┌──

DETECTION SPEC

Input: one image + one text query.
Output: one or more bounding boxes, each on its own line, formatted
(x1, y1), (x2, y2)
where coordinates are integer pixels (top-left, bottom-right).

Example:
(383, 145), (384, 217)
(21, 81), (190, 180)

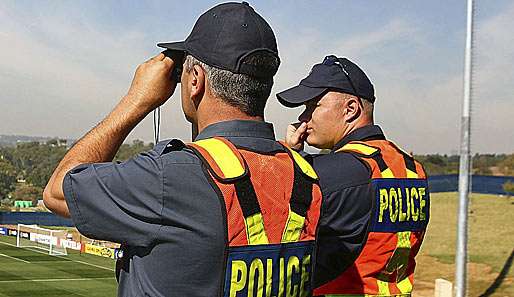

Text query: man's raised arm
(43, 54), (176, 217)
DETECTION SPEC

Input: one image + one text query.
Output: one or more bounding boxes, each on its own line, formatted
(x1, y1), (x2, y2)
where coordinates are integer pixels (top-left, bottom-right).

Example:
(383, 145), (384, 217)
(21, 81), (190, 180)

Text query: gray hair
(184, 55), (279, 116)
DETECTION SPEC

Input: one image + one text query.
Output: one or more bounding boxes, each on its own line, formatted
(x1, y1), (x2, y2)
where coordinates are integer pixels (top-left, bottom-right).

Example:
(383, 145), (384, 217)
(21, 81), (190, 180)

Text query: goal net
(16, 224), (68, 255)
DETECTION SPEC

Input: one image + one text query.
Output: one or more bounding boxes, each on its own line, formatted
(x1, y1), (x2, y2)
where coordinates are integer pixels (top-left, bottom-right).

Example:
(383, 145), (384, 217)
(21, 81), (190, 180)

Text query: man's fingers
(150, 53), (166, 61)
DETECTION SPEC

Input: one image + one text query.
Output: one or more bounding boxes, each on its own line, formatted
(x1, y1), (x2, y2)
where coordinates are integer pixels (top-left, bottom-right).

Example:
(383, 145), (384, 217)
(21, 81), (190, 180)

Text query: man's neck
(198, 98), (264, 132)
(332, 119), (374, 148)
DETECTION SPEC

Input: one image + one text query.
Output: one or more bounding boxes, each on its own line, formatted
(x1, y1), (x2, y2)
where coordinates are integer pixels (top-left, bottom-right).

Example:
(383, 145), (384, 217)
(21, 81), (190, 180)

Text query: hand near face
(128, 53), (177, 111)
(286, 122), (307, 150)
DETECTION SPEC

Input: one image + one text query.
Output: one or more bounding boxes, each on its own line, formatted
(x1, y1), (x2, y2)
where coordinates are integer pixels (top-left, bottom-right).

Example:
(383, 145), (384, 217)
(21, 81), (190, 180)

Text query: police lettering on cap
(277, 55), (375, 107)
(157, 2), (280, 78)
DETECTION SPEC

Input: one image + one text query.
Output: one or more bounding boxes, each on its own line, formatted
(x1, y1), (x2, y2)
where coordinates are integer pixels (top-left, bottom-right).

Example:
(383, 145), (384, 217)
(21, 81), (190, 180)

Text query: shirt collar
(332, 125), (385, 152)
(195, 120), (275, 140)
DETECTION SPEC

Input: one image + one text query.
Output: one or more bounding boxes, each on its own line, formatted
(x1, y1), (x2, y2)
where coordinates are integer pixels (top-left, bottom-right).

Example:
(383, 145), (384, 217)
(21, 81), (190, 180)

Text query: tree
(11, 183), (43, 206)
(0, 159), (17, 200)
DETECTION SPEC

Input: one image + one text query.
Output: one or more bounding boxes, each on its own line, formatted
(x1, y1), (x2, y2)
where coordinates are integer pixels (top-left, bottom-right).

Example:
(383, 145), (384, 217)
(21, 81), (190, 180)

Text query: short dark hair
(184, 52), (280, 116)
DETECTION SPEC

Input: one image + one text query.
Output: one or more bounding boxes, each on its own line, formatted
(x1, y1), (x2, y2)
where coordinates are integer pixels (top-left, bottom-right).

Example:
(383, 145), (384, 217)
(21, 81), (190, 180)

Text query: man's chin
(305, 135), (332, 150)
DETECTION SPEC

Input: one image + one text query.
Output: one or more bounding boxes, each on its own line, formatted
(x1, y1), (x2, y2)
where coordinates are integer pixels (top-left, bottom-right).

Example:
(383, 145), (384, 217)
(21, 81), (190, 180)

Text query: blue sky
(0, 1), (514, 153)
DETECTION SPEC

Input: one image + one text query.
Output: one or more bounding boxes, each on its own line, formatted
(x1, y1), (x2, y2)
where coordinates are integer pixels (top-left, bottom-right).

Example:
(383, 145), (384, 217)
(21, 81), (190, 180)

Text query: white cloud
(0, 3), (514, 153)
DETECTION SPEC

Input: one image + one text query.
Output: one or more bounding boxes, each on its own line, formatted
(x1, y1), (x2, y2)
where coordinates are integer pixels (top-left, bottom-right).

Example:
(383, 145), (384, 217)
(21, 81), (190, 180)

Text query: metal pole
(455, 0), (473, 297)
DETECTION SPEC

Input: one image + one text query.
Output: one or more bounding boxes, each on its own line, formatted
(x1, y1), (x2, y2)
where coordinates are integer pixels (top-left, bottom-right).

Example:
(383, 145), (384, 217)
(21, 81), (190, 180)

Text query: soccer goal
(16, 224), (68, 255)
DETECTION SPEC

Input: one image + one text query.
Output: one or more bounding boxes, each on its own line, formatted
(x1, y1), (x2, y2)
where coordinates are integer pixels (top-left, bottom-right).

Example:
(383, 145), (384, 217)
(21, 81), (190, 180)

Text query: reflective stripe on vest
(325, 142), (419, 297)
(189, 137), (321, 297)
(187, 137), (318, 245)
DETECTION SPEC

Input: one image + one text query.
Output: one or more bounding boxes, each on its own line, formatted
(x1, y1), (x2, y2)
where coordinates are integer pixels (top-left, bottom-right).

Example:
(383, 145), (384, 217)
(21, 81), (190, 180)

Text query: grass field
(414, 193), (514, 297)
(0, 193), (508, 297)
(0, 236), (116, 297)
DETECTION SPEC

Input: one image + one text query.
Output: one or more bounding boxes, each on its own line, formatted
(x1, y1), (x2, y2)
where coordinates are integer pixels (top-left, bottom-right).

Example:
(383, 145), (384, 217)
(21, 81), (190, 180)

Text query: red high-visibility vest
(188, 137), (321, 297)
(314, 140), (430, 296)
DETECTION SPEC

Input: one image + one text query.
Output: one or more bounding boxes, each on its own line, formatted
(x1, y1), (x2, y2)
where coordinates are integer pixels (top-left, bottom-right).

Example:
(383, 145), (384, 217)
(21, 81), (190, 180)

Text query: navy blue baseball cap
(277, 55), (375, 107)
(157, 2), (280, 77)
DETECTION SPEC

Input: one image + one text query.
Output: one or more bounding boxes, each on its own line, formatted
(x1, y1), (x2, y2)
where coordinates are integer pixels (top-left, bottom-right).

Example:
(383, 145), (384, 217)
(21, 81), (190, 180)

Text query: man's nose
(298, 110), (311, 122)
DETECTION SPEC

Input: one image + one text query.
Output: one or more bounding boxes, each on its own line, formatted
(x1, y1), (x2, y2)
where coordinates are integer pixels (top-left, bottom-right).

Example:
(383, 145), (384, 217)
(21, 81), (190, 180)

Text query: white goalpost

└──

- [SHORT EXERCISE]: Write out the stretch of rows from the very first line through the line containing "(150, 53), (166, 61)", keeping every line as it stands but leaving out the pictures.

- [RESPONSE BELOW]:
DETECTION SPEC

Input: one image + one text query.
Output: one or more bounding boxes, each on its own line, formatted
(x1, y1), (x2, y2)
where coordinates are integer pixels (top-left, bottom-right).

Example:
(383, 145), (384, 217)
(21, 81), (190, 180)


Text query: man's raised arm
(43, 54), (176, 217)
DETECTION SPEC

Input: one image + one text query.
Output: one or more bounding boxes, each on its own line, formatted
(x1, y1), (x2, y2)
where coordinates are integer pixels (top-left, bottom-right).

Example:
(383, 145), (384, 217)
(21, 81), (190, 180)

Text query: gray hair
(184, 55), (279, 116)
DETECTION SPEC

Input: one image + one text query.
Output: one or more bounding boxes, each on its own line, formatted
(x1, y1), (x2, y2)
where coordinates are integer pixels (top-left, bottom-right).

Example:
(383, 145), (384, 217)
(21, 81), (190, 180)

Text query: goal net
(16, 224), (68, 255)
DETECTION SPEC

Input: one image + one text query.
Output: one or more bounding boxes, each on its own line, formatted
(x1, y1), (x2, y2)
where coordinates are integer pixels (top-left, bottom-right).

Example:
(383, 145), (384, 217)
(21, 81), (190, 180)

Text query: man's fingers
(150, 53), (166, 61)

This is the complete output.